Directions for this task: Each record must appear in the answer exactly as given.

(Source material)

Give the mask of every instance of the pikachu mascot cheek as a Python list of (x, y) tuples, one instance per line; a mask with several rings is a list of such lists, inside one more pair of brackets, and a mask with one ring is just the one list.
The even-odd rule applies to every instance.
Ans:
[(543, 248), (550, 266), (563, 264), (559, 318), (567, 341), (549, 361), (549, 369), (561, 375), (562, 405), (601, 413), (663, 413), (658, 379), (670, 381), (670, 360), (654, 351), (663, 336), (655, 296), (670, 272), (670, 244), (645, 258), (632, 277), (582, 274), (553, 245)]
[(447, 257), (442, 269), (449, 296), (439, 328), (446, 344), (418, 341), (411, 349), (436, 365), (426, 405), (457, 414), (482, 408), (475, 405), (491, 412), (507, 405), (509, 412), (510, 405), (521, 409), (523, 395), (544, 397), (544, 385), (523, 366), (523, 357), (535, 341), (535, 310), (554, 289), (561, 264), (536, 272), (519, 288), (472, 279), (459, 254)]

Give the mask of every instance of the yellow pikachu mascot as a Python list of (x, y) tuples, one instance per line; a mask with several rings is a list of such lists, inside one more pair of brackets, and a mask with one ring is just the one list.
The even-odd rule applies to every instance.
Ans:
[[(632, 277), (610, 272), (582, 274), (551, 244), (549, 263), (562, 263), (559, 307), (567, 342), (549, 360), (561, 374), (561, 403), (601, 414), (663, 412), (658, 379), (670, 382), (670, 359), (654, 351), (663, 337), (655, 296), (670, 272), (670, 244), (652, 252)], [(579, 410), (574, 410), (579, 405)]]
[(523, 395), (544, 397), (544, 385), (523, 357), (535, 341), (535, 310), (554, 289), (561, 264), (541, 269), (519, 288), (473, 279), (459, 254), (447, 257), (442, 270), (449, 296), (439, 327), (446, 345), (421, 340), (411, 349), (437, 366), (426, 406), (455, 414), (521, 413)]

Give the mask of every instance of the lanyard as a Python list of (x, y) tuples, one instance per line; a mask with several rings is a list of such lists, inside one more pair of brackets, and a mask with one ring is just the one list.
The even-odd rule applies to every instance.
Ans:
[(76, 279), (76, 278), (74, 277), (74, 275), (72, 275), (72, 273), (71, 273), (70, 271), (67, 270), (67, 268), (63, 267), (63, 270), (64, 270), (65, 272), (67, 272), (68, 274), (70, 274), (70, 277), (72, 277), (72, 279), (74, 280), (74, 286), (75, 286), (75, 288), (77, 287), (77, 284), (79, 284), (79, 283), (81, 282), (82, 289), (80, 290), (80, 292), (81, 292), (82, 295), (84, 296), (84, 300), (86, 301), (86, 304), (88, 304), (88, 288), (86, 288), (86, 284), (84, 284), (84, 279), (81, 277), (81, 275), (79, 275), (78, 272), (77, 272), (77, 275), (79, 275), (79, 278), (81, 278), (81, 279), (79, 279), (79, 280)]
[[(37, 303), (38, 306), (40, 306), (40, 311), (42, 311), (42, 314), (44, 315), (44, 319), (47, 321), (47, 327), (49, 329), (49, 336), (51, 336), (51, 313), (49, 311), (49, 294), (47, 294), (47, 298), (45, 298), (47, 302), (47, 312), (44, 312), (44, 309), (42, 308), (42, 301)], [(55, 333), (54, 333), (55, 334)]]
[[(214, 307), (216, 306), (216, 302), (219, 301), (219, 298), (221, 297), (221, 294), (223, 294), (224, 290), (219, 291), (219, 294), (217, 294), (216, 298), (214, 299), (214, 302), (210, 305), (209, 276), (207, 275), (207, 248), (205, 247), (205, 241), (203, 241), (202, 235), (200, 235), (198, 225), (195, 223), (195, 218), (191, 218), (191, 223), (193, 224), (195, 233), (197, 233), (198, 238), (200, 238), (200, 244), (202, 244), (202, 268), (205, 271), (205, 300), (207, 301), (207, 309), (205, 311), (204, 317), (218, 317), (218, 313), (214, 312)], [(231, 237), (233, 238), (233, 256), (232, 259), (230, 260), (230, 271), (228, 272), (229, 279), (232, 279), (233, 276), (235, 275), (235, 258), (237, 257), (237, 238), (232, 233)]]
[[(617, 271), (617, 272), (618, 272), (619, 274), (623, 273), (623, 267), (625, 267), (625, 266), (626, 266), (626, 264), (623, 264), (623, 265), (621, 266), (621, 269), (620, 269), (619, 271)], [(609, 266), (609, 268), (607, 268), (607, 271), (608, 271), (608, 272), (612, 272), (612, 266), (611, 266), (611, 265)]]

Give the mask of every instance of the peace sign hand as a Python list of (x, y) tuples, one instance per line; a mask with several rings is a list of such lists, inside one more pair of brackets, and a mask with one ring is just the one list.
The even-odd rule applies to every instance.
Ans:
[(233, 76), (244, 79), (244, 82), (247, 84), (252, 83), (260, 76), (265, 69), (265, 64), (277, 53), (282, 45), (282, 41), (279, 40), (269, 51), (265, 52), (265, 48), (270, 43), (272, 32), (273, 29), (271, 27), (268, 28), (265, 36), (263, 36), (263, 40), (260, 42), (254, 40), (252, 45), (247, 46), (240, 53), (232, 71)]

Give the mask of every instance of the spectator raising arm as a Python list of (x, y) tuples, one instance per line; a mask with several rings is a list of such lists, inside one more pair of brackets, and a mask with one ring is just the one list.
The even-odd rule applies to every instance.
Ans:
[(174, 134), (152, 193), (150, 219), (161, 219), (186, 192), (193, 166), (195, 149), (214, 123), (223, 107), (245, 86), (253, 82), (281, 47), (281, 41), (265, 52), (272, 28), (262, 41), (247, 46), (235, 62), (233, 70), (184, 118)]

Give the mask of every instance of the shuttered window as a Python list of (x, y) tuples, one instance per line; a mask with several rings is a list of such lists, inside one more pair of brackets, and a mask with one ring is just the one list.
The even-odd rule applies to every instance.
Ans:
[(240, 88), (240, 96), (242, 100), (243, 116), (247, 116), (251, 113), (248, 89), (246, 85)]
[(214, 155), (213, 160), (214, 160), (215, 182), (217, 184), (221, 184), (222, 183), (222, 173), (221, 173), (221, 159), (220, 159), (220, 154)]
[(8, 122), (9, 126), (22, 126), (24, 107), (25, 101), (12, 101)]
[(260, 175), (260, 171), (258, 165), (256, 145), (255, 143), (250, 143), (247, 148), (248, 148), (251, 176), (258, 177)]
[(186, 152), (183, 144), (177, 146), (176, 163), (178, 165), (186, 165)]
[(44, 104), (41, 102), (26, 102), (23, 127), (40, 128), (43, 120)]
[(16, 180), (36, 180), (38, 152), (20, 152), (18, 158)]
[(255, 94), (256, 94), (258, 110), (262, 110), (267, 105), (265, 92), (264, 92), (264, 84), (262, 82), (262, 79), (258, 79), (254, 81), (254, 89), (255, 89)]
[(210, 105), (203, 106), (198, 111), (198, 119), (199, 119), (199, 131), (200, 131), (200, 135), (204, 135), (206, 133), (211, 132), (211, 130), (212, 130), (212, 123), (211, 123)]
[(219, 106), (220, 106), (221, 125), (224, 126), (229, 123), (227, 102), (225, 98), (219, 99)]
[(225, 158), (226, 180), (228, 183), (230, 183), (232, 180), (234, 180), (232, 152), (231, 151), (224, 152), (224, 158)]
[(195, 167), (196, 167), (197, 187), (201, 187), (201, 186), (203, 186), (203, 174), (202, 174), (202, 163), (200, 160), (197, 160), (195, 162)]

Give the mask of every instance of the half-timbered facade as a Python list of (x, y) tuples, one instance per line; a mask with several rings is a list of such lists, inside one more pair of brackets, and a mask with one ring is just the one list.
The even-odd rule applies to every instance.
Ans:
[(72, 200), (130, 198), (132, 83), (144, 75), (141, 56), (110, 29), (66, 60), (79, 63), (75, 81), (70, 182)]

(End Source material)

Task output:
Give the mask of every instance of the pikachu mascot cheek as a Python list of (x, y) tuples, one instance per line; a mask with several rings is a list of such lists, inside one more pair of brackets, and a mask with one ring is just the one list.
The even-odd rule applies to every instance.
Ans:
[(543, 248), (550, 266), (563, 264), (559, 318), (567, 341), (549, 361), (549, 369), (561, 375), (562, 405), (601, 413), (663, 413), (658, 379), (670, 381), (670, 360), (654, 351), (663, 336), (655, 296), (670, 272), (670, 244), (645, 258), (632, 277), (582, 274), (553, 245)]
[(447, 257), (442, 269), (449, 296), (439, 328), (446, 344), (418, 341), (411, 349), (436, 365), (426, 405), (457, 414), (482, 408), (475, 405), (491, 412), (507, 405), (509, 412), (510, 405), (521, 409), (523, 395), (544, 397), (544, 385), (523, 366), (523, 357), (535, 341), (535, 310), (554, 289), (561, 264), (536, 272), (519, 288), (472, 279), (459, 254)]

Give the mask of every instance of the yellow pikachu mascot as a Python list of (x, y) tuples, one instance per line; a mask with several rings is a list of such lists, inside one more pair of brackets, and a mask with one ring is just the one list.
The even-odd rule applies to every instance.
Ans:
[[(632, 277), (610, 272), (582, 274), (551, 244), (549, 263), (562, 263), (559, 307), (567, 342), (549, 360), (561, 374), (561, 403), (601, 414), (663, 412), (658, 379), (670, 382), (670, 359), (654, 351), (663, 337), (655, 296), (670, 272), (670, 244), (652, 252)], [(579, 410), (574, 410), (579, 405)]]
[(523, 395), (544, 397), (544, 385), (523, 357), (535, 341), (535, 310), (554, 289), (561, 264), (541, 269), (519, 288), (473, 279), (459, 254), (447, 257), (442, 270), (449, 296), (439, 327), (446, 345), (421, 340), (411, 349), (437, 366), (426, 406), (455, 414), (521, 413)]

Give the mask of every instance of the lanyard as a Python list of (x, y) tuples, one instance per line; a mask with several rings is a list of such lists, inside one more pair of brackets, and a mask with one ring is just the one list.
The even-odd rule applies to every instance.
Ans:
[(76, 279), (76, 278), (74, 277), (74, 275), (72, 275), (72, 273), (71, 273), (70, 271), (67, 270), (67, 268), (63, 267), (63, 270), (64, 270), (65, 272), (67, 272), (68, 274), (70, 274), (70, 277), (72, 277), (72, 279), (74, 280), (74, 286), (75, 286), (75, 288), (77, 287), (77, 284), (79, 284), (79, 283), (81, 282), (82, 289), (80, 290), (80, 292), (81, 292), (82, 295), (84, 296), (84, 300), (86, 301), (86, 304), (88, 304), (88, 288), (86, 288), (86, 284), (84, 284), (84, 279), (81, 277), (81, 275), (79, 275), (78, 272), (77, 272), (77, 275), (79, 275), (79, 278), (81, 278), (81, 279), (79, 279), (79, 280)]
[[(37, 303), (38, 306), (40, 306), (40, 311), (42, 311), (42, 314), (44, 315), (44, 319), (47, 321), (47, 327), (49, 329), (49, 336), (51, 336), (51, 313), (49, 311), (49, 294), (47, 294), (47, 298), (45, 298), (47, 302), (47, 312), (44, 312), (44, 309), (42, 308), (42, 301)], [(55, 333), (54, 333), (55, 334)]]
[[(214, 307), (216, 306), (216, 302), (219, 301), (219, 298), (221, 297), (221, 294), (223, 294), (224, 290), (219, 291), (219, 294), (217, 294), (216, 298), (214, 299), (214, 302), (210, 305), (209, 276), (207, 275), (207, 248), (205, 247), (205, 241), (203, 241), (202, 235), (200, 235), (198, 225), (195, 223), (195, 218), (191, 218), (191, 223), (193, 224), (195, 233), (197, 233), (198, 238), (200, 238), (200, 244), (202, 244), (202, 268), (205, 271), (205, 300), (207, 301), (207, 309), (205, 311), (204, 317), (218, 317), (218, 313), (214, 312)], [(231, 237), (233, 238), (233, 256), (232, 259), (230, 260), (230, 271), (228, 272), (229, 279), (232, 279), (233, 276), (235, 275), (235, 258), (237, 257), (237, 238), (232, 233)]]
[[(617, 271), (617, 272), (618, 272), (619, 274), (623, 273), (623, 267), (625, 267), (625, 266), (626, 266), (626, 264), (623, 264), (623, 265), (621, 266), (621, 269), (620, 269), (619, 271)], [(609, 266), (609, 268), (607, 268), (607, 271), (608, 271), (608, 272), (612, 272), (612, 266), (611, 266), (611, 265)]]

Give the mask of every instance of the peace sign hand as a Python list of (x, y) tuples, one instance per line; a mask with several rings is a list of such lists, inside one more pair of brackets, and a mask with one ring is just the one list.
The even-odd rule applies to every instance.
Ans:
[(233, 76), (244, 79), (244, 82), (247, 84), (252, 83), (260, 76), (265, 69), (265, 64), (277, 53), (282, 45), (282, 41), (279, 40), (269, 51), (265, 52), (265, 48), (270, 43), (272, 32), (273, 29), (271, 27), (268, 28), (265, 36), (263, 36), (263, 40), (260, 42), (254, 40), (252, 45), (247, 46), (240, 53), (232, 71)]

Give the mask of every instance of the spectator raising arm as a Python list of (x, y) tuples, one instance per line; a mask with several rings is a list of such lists, inside one more pair of brackets, and a mask with one ring is just the one list.
The even-odd rule applies to every instance.
Ans:
[(174, 134), (152, 193), (150, 219), (161, 219), (186, 192), (193, 166), (195, 149), (214, 123), (223, 107), (245, 86), (253, 82), (281, 47), (281, 41), (265, 52), (272, 28), (262, 41), (247, 46), (235, 62), (233, 70), (184, 118)]

Give the mask of every instance of the shuttered window as a Python list of (x, y) tuples, one instance per line; a mask with several rings is a list of such lists, inside one more pair of brackets, and a mask with one ring is just the one list.
The even-odd rule applies to every instance.
Ans:
[(240, 88), (240, 96), (242, 100), (243, 116), (247, 116), (251, 113), (248, 89), (246, 85)]
[(214, 155), (213, 160), (214, 160), (215, 182), (217, 184), (221, 184), (222, 183), (222, 173), (221, 173), (221, 159), (220, 159), (220, 154)]
[(8, 122), (9, 126), (22, 126), (24, 107), (25, 101), (12, 101)]
[(260, 175), (260, 171), (258, 165), (256, 145), (255, 143), (250, 143), (247, 148), (248, 148), (251, 176), (258, 177)]
[(186, 152), (183, 144), (177, 146), (176, 163), (178, 165), (186, 165)]
[(44, 104), (41, 102), (26, 102), (23, 127), (40, 128), (43, 120)]
[(16, 180), (36, 180), (38, 152), (20, 152), (18, 158)]
[(255, 94), (256, 94), (258, 110), (262, 110), (267, 105), (265, 92), (264, 92), (264, 84), (262, 82), (262, 79), (258, 79), (254, 81), (254, 89), (255, 89)]
[(210, 105), (203, 106), (198, 111), (198, 119), (199, 119), (199, 131), (200, 131), (200, 135), (204, 135), (206, 133), (211, 132), (211, 130), (212, 130), (212, 123), (211, 123)]
[(219, 106), (220, 106), (221, 125), (224, 126), (229, 123), (227, 102), (225, 98), (219, 99)]
[(225, 158), (226, 180), (228, 183), (230, 183), (232, 180), (234, 180), (232, 152), (231, 151), (224, 152), (224, 158)]
[(195, 167), (196, 167), (197, 187), (201, 187), (201, 186), (203, 186), (203, 174), (202, 174), (202, 163), (200, 160), (197, 160), (195, 162)]

Give the mask of every instance of the half-timbered facade as a Python list of (x, y) tuples, one instance per line; a mask with several rings is a list of such lists, inside one more pair of brackets, and a mask with one ring is just the one list.
The even-odd rule applies to every instance.
Ans:
[(72, 200), (130, 198), (132, 83), (144, 75), (141, 56), (110, 29), (66, 60), (79, 63), (75, 81), (70, 182)]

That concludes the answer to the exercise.